Child soldiers with Houthi fighters hold weapons during a demonstration in Sanaa on March 13, 2015. © 2015 Reuters

 


In mid-May 2016, pro-government forces and opposing Houthi forces agreed to exchange half of all prisoners in early June, before the holy month of Ramadan, as part of ongoing peace talks.

“All parties should ensure that children, who never should have been on the battlefield in the first place, are released during this prisoner exchange and demobilized,” said Bill Van Esveld, senior children’s rights researcher at Human Rights Watch. “Both sides should stop recruiting and placing children in danger and return them immediately to their families.”

All parties should ensure that children, who never should have been on the battlefield in the first place, are released during this prisoner exchange and demobilized.
Bill Van Esveld

Senior children’s rights researcher


UNICEF has verified that more than 900 children were killed and 1,300 injured during 2015, a rate of six children killed or maimed each day since the escalation of hostilities in March 2015.

On May 30, the United Nations special envoy to Yemen, Ismail Ould Cheikh Ahmed, announced on Twitter that he had received lists of prisoners from both sides, later reported to include 2,630 on the government side and 3,760 on the Houthi side. However, the sides differed as to the number of prisoners to be released, with Houthis saying 1,000 and government sources saying all detainees, according to reports citing sources close to the negotiations. Separately, Houthi and anti-Houthi forces in Taiz exchanged 35 prisoners on June 2.

● DATASET CONTENT:
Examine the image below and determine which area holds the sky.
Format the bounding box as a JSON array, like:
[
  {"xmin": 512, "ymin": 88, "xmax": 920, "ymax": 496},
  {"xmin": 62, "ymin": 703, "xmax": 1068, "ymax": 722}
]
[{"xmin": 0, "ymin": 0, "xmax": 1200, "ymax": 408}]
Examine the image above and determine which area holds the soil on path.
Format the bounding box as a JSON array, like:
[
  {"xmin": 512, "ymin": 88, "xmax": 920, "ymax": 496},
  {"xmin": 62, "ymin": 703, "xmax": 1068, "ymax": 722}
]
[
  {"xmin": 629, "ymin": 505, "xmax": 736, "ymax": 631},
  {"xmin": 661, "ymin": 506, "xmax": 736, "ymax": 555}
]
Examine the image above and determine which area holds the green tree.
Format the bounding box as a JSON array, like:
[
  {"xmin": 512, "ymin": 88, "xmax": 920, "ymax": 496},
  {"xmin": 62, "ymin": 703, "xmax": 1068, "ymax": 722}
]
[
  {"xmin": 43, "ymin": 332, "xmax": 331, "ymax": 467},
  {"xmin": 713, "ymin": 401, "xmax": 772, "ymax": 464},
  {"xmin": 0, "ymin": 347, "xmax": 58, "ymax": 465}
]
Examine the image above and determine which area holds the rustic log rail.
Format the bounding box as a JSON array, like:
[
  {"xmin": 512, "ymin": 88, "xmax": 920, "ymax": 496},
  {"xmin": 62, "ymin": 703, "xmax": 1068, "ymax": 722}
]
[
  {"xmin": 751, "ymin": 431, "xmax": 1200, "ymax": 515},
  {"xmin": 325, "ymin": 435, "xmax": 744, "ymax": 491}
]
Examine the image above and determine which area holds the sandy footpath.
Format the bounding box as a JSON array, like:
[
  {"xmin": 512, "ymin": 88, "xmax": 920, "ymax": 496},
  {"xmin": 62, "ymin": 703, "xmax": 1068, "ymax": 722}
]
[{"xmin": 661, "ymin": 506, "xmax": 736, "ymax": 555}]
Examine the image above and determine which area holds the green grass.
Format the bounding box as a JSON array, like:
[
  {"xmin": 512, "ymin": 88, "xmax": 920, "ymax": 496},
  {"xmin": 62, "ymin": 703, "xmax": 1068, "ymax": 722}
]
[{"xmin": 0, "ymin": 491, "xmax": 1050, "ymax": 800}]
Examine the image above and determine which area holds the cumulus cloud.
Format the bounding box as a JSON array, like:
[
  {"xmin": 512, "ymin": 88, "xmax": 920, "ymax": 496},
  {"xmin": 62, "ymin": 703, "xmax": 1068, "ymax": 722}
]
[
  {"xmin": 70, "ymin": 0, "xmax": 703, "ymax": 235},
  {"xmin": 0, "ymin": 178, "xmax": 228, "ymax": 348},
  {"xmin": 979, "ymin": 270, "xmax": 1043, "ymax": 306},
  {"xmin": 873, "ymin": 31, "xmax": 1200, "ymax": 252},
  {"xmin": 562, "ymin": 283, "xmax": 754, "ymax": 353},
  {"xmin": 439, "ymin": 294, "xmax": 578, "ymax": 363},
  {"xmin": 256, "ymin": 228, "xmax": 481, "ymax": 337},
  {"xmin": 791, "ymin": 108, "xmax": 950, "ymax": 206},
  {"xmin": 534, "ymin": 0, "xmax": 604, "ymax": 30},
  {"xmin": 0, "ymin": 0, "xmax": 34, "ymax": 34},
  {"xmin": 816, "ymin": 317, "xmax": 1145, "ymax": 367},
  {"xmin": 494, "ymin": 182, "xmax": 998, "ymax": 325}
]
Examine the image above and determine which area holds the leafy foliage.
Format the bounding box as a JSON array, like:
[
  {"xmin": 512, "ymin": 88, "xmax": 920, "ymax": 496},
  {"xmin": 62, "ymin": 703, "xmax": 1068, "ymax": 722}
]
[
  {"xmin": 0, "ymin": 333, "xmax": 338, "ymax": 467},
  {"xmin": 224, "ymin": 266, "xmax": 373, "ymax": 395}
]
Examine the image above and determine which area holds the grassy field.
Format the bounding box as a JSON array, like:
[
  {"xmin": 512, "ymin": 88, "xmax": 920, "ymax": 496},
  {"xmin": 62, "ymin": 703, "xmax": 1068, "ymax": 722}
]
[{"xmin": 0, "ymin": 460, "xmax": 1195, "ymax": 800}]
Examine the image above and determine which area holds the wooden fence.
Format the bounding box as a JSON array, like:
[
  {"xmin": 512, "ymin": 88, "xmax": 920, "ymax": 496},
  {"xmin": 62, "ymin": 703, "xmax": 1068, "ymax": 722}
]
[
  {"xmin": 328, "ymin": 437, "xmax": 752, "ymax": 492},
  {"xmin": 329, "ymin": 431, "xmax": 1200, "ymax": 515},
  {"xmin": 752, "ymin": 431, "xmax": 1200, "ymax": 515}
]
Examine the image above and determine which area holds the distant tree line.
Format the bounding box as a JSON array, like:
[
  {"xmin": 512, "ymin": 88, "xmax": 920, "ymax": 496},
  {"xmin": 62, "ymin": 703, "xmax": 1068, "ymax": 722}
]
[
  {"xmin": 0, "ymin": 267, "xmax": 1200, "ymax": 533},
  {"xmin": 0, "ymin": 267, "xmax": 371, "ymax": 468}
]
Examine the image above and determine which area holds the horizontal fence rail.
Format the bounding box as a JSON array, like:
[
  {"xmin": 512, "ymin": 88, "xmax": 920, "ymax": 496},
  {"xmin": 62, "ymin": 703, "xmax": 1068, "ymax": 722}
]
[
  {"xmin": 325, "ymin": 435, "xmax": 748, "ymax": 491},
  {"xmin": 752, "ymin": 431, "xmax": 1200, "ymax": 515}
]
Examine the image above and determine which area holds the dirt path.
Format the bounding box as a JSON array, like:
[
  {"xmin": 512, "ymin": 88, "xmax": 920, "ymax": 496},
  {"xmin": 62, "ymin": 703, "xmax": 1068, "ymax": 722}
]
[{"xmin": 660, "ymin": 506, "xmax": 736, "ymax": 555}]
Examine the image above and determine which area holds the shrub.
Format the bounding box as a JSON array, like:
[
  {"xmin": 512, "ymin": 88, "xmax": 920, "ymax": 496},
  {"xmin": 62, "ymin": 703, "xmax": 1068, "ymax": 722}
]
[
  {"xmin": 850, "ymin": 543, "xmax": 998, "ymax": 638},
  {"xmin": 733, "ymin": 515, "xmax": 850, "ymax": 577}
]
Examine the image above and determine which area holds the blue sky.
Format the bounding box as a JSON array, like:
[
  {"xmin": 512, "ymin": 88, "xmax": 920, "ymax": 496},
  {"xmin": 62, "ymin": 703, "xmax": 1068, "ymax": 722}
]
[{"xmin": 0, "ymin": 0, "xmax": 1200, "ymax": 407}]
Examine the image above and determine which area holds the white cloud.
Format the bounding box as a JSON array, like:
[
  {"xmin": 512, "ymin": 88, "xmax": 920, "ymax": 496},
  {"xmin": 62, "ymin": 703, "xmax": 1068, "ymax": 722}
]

● TASK INSTRUCTIONS:
[A] List every figure the Yemen prisoner-exchange text gives for a number of prisoners, with what each one refers to.
[B] Extend the text on child soldiers and the Yemen prisoner exchange, starting after its final sentence.

● RESPONSES TO THE EXERCISE:
[A]
- 2,630: prisoners on the government side's list
- 3,760: prisoners on the Houthi side's list
- 1,000: how many prisoners the Houthis said should be released
- 35: prisoners exchanged by Houthi and anti-Houthi forces in Taiz on June 2

[B]
A Saudi Arabia-led coalition, militarily supported by the United States and the United Kingdom, has waged an aerial and ground campaign against Houthi forces and forces loyal to former President Ali Abdullah Saleh since March 2015, in support of the government of President Abdu Rabbu Mansour Hadi. The parties declared a cessation of hostilities on April 10, and began peace talks in Kuwait later that month, but airstrikes and fighting on the ground have continued. Houthi and Saudi forces conducted two prisoner exchanges in March.

Human Rights Watch has documented that parties to the conflict have detained children suspected of loyalty to enemy forces, and that they have abused prisoners and held them in poor conditions. In August 2015, Human Rights Watch observed that southern armed groups were detaining 140 suspected Houthi forces, including at least 25 children who appeared to be under age 15, at a school they had taken control of in Aden. In July and August, extremist armed groups carried out multiple summary executions of captured Houthi forces in Aden whose ages were not known. Human Rights Watch has also documented Houthi forces arbitrarily detaining civilians and holding prisoners in harsh conditions.

The Paris Principles on Children Associated with Armed Forces or Armed Groups (2007) states: “The unlawful recruitment or use of children is a violation of their rights… The release, protection and reintegration of children unlawfully recruited or used must be sought at all times, without condition and must not be dependent on any parallel release or demobilization process for adults.”

Human Rights Watch is not aware of the total number of children in detention by parties to the conflict.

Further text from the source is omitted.